- Point annotation entries for images
┌──

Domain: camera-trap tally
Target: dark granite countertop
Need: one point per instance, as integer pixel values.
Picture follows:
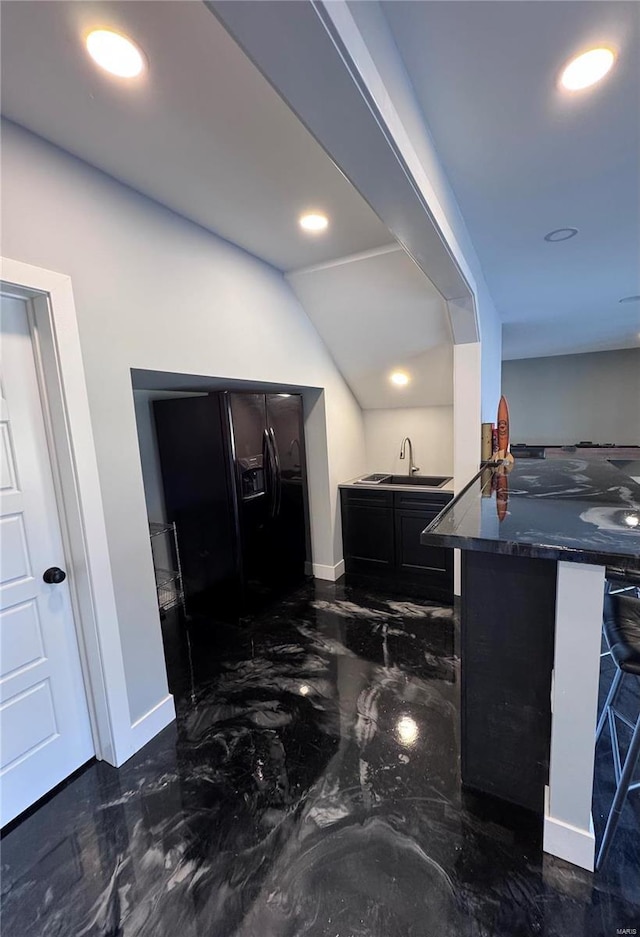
(572, 509)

└──

- Problem description
Print the whole listing above again line for line, leaving out the picture.

- Reply
Domain: camera-trap tally
Target: dark granite countertop
Need: one point per instance, as integer pixel values.
Picture follows:
(572, 509)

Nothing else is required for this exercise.